DOCUMENT TEXT:
The Word Dwelt Among Us

My little grandson, ten months old, crawls energetically across the floor in his Oshkosh overalls. When he reaches the sofa, he pulls himself up and steps confidently along the cushions, aiming to grab a purse and a book that lie at the far end.

He ought to be taking a nap, or so the grown-ups think, but he has better things to do. He is exploring the frontier, moving, touching, tasting, listening, and all the while talking. He is not speaking in words yet; nonetheless, he is practicing the universal “Da-da-dad” and “Ma-ma-mom.” Like all babies, he has been practicing his vowels virtually since birth, and one day in the next few months he will match “Da-dad” to his father and “Ma-mom” to his mother. Those nice “ah” sounds that he cherishes will become something like “apple”; the “bah” sounds will become “baby” or “ball” or “book.”

The attraction of the mind to words is astonishingly and uniquely the province of man alone among God’s creatures. Built into his very nature, his attraction to language begins in the womb, taking root as soon as the pre-born baby hears and recognizes his mother’s voice. Like John the Baptist, who leaped in Elizabeth’s womb when he heard the voice of the blessed Mother, every baby leaps for joy when he hears the voice of his own mother.

By the time he is born a baby has had months of exposure to the voice of his mother speaking in her native language. This little creature made for words begins his life primed to learn to talk—and, amazingly, to read. Every day is a new practice session until he learns to attach a word to an object and not only he but also others recognize that word. In a few years after learning to talk he will master the even more mysterious phenomenon of matching an image in his mind with a word on the printed page. He also will learn another form of language, numbers, and perhaps also the languages of music and art. The basis of language, however, is the spoken word. The inclination to speak words to others, especially to those we love, and to hear others speak to us is embedded in our nature. A desire to communicate in speech is central to our being. To communicate in speech is likewise the means to friendship. Without words that we all understand we would have little basis for the friendship that binds the community. Without spoken and written language through which we make ourselves known to each other, without communication in words, we would scarcely be human.

Much has been made lately of the contrasting ways in which men and women use words to communicate in speech. And indeed they in general do use the word in ways different from each other, sometimes in ways so different that they completely misunderstand each other. A wise retreat master, building on the actual difference, now commonly acknowledged, between left-and right-brain function in men and women, pointed out that men, on the one hand, use the left and right sides of their brain one at a time. Thus logic and passion in a man are divided. A woman, on the other hand, sends signals rapidly back and forth between left and right brain, so that logic and passion are connected. A woman can solve problems sometimes even more quickly than a man, but she may not be able to explain how she did it.

As a result of these natural differences in the way men and women think, there are two contrasting, but also complementary, ways of being. Men, said the retreat master, are made to take care of the Lord’s garden; they are made to conquer nature. They are made, in short, for projects, which they can construct logically and carry out passionately.

Women, by contrast, are what the retreat master called whole beings. They are made for relationships, thus made to be helpmates and mothers. They are as personal as men are often impersonal.

[Entries listed in a dataset]

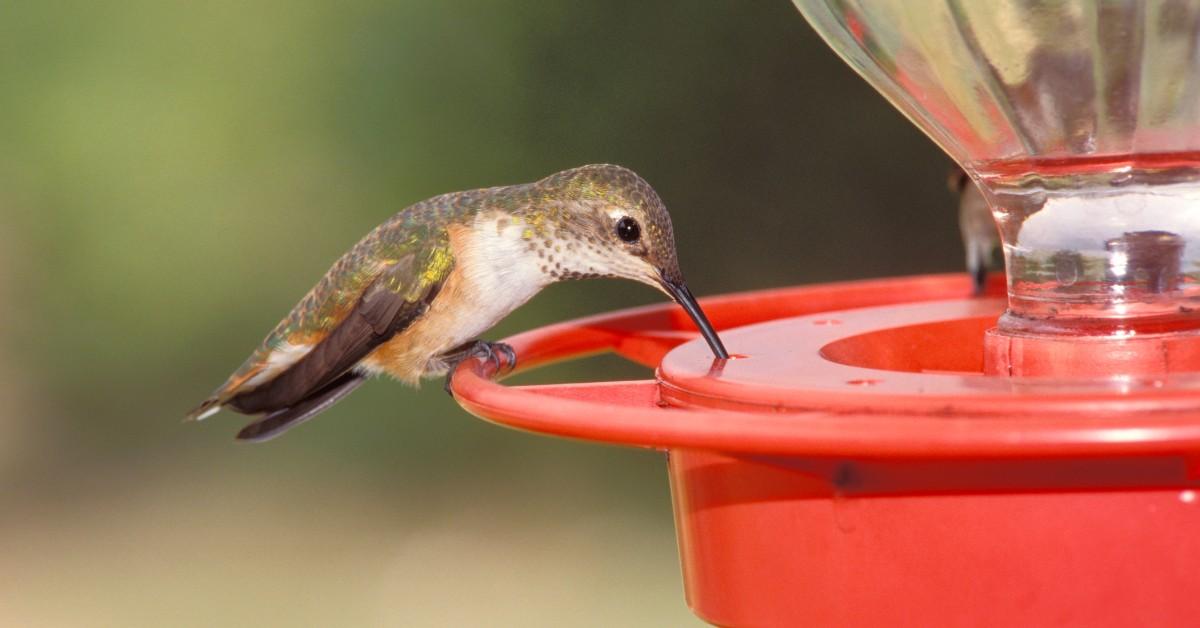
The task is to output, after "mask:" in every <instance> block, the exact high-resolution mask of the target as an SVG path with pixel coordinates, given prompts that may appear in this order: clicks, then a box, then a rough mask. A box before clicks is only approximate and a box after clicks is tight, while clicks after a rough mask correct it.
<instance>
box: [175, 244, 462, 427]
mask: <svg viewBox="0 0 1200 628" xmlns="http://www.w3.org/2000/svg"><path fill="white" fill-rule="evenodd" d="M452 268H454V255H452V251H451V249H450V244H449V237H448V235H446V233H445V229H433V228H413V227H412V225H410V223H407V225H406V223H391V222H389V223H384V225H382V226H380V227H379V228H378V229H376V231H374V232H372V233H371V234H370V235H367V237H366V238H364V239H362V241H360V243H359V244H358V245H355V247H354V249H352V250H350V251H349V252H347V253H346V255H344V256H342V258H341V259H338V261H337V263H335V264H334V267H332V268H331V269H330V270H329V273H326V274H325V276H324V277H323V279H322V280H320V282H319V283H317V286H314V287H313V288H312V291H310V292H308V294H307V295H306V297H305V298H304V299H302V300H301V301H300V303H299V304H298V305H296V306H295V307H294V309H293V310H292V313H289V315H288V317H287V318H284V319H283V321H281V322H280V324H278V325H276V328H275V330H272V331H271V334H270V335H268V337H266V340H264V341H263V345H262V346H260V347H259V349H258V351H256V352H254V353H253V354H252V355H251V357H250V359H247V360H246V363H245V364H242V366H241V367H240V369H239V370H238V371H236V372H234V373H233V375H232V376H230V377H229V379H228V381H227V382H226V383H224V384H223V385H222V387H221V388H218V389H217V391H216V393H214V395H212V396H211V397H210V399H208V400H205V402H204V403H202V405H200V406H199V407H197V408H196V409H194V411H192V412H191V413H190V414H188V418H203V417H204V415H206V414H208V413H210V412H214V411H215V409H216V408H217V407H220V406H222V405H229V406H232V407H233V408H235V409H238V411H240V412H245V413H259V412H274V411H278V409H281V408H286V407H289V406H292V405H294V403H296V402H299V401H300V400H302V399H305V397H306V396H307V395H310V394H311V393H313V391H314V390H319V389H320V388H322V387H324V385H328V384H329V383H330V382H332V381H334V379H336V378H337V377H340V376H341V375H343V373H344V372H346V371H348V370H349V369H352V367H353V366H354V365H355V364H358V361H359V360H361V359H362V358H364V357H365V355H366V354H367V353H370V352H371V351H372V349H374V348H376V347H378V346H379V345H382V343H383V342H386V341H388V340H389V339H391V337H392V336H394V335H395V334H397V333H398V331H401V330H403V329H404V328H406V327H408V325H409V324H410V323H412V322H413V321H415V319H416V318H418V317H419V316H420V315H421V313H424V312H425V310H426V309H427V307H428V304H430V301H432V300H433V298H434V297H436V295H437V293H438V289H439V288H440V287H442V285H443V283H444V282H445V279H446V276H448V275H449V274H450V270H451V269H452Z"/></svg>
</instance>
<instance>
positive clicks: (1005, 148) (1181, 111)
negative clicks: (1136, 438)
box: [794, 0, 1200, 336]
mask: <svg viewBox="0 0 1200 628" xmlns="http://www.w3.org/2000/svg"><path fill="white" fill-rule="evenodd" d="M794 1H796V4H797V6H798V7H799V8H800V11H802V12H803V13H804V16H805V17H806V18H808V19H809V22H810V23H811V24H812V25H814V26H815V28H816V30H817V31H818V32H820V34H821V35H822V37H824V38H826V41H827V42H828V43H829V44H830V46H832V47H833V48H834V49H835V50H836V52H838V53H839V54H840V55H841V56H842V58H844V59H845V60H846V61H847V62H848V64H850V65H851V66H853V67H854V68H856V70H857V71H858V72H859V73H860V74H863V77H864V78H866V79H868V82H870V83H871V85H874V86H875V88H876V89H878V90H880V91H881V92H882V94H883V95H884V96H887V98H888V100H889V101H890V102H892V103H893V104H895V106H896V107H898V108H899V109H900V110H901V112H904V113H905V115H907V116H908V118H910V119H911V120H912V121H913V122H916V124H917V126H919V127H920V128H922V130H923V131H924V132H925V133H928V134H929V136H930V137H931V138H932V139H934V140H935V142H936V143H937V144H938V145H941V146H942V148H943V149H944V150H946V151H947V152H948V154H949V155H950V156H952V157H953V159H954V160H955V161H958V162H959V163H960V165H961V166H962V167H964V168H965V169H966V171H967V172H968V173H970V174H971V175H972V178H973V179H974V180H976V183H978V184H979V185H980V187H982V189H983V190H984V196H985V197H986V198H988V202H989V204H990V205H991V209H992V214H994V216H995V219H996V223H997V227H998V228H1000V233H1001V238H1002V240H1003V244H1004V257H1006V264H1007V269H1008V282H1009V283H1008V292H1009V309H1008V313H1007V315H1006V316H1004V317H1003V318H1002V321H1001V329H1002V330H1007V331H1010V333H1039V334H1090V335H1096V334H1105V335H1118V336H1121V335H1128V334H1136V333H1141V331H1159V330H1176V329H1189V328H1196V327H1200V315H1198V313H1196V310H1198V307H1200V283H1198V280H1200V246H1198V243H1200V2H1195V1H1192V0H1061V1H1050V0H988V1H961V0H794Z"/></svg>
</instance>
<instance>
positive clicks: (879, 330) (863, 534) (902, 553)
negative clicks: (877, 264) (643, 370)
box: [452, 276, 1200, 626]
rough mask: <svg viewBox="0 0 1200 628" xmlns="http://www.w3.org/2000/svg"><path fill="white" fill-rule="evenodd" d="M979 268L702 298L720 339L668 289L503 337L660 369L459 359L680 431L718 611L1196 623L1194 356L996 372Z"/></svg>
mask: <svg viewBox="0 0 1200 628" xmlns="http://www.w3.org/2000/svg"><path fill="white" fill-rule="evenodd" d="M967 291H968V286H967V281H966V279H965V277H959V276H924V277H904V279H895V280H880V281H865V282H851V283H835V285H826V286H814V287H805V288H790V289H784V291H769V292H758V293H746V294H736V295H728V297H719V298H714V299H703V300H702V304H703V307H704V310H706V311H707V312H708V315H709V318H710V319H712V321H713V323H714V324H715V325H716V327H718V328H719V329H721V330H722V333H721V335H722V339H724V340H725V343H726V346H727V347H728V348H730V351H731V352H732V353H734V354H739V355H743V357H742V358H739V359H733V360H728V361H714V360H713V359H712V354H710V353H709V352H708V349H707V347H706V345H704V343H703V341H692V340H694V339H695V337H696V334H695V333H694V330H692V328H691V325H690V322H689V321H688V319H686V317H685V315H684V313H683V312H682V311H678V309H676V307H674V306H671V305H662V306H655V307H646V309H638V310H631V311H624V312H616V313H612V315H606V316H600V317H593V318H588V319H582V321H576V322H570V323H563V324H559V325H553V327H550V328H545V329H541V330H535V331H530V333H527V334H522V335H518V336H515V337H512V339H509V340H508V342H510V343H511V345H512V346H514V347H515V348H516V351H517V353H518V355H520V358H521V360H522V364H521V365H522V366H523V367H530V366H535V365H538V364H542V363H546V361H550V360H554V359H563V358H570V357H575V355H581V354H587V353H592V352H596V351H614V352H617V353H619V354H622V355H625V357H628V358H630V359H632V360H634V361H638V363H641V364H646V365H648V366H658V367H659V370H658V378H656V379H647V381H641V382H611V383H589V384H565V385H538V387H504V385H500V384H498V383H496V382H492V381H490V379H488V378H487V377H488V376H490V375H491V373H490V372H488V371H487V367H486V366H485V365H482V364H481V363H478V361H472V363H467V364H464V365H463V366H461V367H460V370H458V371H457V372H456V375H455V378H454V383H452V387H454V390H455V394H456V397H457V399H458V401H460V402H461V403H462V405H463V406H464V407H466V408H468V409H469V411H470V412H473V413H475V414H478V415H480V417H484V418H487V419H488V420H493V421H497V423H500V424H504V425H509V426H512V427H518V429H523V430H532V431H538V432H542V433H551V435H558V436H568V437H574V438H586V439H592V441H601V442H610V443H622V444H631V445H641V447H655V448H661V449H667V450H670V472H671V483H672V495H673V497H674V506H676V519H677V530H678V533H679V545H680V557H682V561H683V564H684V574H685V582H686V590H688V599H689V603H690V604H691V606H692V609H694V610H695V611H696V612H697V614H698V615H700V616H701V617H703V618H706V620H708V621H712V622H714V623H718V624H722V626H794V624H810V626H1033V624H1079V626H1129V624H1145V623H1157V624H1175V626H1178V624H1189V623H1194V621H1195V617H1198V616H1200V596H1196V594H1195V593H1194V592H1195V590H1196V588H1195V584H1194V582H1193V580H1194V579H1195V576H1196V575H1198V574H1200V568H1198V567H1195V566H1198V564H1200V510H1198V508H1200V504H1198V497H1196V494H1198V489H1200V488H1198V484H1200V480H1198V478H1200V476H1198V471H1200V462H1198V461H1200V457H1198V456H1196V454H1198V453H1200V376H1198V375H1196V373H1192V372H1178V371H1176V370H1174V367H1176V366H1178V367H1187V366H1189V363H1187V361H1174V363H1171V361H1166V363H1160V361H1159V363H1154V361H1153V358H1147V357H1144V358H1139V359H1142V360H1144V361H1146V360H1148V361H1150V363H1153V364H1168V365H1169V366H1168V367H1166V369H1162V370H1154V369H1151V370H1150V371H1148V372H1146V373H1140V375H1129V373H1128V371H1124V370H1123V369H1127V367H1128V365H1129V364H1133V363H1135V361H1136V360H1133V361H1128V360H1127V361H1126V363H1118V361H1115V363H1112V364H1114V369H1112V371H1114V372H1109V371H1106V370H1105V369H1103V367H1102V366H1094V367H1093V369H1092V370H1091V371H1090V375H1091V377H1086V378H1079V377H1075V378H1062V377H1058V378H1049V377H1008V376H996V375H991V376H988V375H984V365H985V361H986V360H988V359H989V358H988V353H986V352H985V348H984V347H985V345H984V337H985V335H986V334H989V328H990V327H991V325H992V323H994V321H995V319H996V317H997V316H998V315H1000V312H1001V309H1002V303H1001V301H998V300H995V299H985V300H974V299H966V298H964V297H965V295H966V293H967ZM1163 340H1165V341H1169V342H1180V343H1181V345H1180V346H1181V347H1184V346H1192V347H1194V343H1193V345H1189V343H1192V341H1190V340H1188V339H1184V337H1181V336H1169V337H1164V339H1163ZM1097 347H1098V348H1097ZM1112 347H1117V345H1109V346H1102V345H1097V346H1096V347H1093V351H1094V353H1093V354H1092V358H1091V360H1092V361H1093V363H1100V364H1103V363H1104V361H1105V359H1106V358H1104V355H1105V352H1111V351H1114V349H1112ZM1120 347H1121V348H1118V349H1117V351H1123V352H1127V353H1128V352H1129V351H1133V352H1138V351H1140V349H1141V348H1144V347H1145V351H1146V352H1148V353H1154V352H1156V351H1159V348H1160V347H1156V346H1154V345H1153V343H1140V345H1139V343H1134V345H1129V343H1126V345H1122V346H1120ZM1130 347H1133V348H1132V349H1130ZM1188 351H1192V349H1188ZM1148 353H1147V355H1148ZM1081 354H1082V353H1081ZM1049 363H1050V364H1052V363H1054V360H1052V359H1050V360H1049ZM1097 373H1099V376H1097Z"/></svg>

DIRECTIONS:
From the essay on language, reproduce the passage starting at "The Word Dwelt" and ending at "the far end.", word for word.

RESPONSE BOX:
The Word Dwelt Among Us

My little grandson, ten months old, crawls energetically across the floor in his Oshkosh overalls. When he reaches the sofa, he pulls himself up and steps confidently along the cushions, aiming to grab a purse and a book that lie at the far end.